EXTRAIT DU TEXTE:
=======

Après, il faut mettre cela en place, et ce n’est pas si simple. Et certains proposaient du e-coaching, et là aussi il y a une étude qui a soutenu le bénéfice du coaching, parce qu’on sait bien que sinon l’accès à la ressource diététique est limité.

Quid de la vitamine D ?

Ronan Roussel — Il y avait encore une autre étude dans la prévention qui visait à évaluer la vitamine D (étude D2d, NCT01942694).  Alors, pourquoi la vitamine D dans la prévention du diabète ? Parce qu’il y a de multiples études épidémiologiques qui ont décrit une association entre des faibles concentrations plasmatiques de vitamine D et le risque de diabète, y compris ces associations maintenues après ajustement sur les facteurs confondants, le poids, etc., également les données socio-économiques, démographiques et génétiques des patients — il y a des polymorphismes des récepteurs de la vitamine D qui sont associés au risque de diabète. Évidemment, cela ne veut pas dire que c’est causal pour autant. Et pour avoir la causalité, il faut faire un essai. Donc là il y avait un essai randomisé chez des patients à encore plus haut risque que ceux qui étaient évoqués, puisque pour définir le pré-diabète ils devaient avoir deux critères parmi : hyperglycémie modérée de jeune, intolérance au glucose sur une HGPO et/ou une HBA1c entre 5,7 et 6,4. Sur cette population à très haut risque, plusieurs dizaines de % sur les quelques années de l’étude sont devenus d’authentiques diabétiques. La randomisation était vitamine D ou pas de vitamine D. Bernard, quel est le verdict ?

=======

DONNÉES FOURNIES:

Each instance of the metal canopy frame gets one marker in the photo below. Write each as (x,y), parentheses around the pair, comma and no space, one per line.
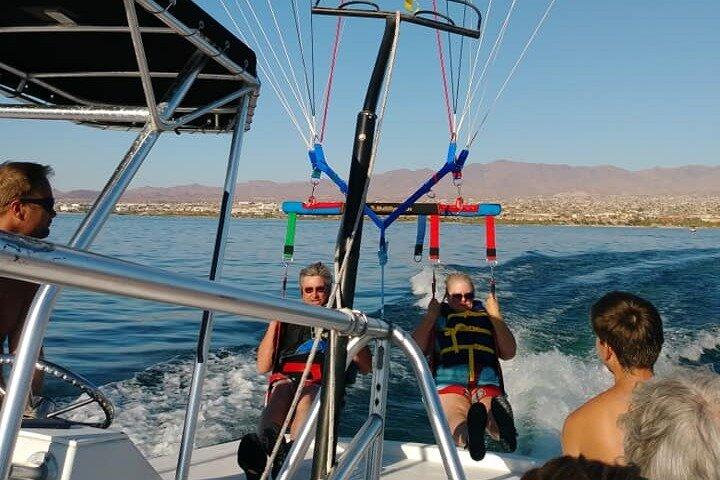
(53,94)
(227,110)
(34,260)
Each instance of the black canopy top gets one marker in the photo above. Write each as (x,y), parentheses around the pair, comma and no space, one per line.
(80,52)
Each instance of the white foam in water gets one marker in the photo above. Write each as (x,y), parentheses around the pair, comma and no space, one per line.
(543,387)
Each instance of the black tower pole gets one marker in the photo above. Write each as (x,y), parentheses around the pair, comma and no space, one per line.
(333,383)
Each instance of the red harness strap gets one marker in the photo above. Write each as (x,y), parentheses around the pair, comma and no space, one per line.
(289,368)
(490,251)
(472,390)
(434,237)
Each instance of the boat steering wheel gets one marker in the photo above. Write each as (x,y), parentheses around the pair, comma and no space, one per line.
(83,385)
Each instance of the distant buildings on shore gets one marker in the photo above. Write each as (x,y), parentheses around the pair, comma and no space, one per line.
(557,209)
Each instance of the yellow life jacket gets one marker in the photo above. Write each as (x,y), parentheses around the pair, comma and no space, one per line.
(465,338)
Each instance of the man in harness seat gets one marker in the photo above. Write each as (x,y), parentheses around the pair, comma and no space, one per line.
(283,352)
(464,342)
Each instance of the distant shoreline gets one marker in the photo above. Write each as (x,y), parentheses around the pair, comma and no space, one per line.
(687,223)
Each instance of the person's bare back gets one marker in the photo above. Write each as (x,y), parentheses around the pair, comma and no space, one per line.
(629,338)
(592,430)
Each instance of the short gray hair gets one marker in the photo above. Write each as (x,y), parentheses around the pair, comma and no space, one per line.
(317,269)
(672,429)
(459,277)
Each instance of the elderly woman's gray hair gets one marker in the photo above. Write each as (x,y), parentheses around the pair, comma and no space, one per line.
(317,269)
(672,429)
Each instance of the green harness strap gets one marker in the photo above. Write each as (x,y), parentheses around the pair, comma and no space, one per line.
(289,249)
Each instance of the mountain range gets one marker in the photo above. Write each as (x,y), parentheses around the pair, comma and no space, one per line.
(499,180)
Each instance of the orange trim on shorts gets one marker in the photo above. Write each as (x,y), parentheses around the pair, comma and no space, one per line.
(472,391)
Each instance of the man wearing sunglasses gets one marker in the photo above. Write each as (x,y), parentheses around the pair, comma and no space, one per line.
(26,208)
(464,341)
(283,352)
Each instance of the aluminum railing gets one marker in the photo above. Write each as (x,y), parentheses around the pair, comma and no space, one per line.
(33,260)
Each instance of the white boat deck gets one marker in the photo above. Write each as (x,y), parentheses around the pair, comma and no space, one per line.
(400,461)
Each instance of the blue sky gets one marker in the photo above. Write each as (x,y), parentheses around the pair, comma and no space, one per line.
(627,83)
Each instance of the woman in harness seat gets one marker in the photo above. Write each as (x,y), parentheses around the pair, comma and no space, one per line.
(464,342)
(283,353)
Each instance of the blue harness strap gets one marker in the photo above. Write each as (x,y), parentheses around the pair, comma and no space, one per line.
(317,160)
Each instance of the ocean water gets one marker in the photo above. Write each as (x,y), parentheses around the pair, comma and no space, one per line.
(141,353)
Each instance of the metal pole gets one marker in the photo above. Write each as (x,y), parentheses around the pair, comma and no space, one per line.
(142,61)
(333,368)
(75,113)
(42,262)
(378,405)
(304,438)
(368,433)
(38,316)
(438,420)
(203,347)
(39,312)
(197,38)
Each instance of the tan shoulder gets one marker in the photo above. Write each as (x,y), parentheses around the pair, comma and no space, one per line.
(578,423)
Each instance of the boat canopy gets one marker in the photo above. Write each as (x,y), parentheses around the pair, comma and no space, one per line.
(80,53)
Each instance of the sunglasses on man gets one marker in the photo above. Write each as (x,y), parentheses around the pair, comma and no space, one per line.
(47,203)
(309,290)
(458,297)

=======

TRAVAIL À FAIRE: Modifiez l'entretien sur la prévention du diabète entre « Après, il faut » et « diététique est limité. » inclus, en y remplaçant « limité » par « restreint ». Appuyez-vous uniquement sur l'entretien sur la prévention du diabète.

EXERCICE CORRIGÉ:
Après, il faut mettre cela en place, et ce n’est pas si simple. Et certains proposaient du e-coaching, et là aussi il y a une étude qui a soutenu le bénéfice du coaching, parce qu’on sait bien que sinon l’accès à la ressource diététique est restreint.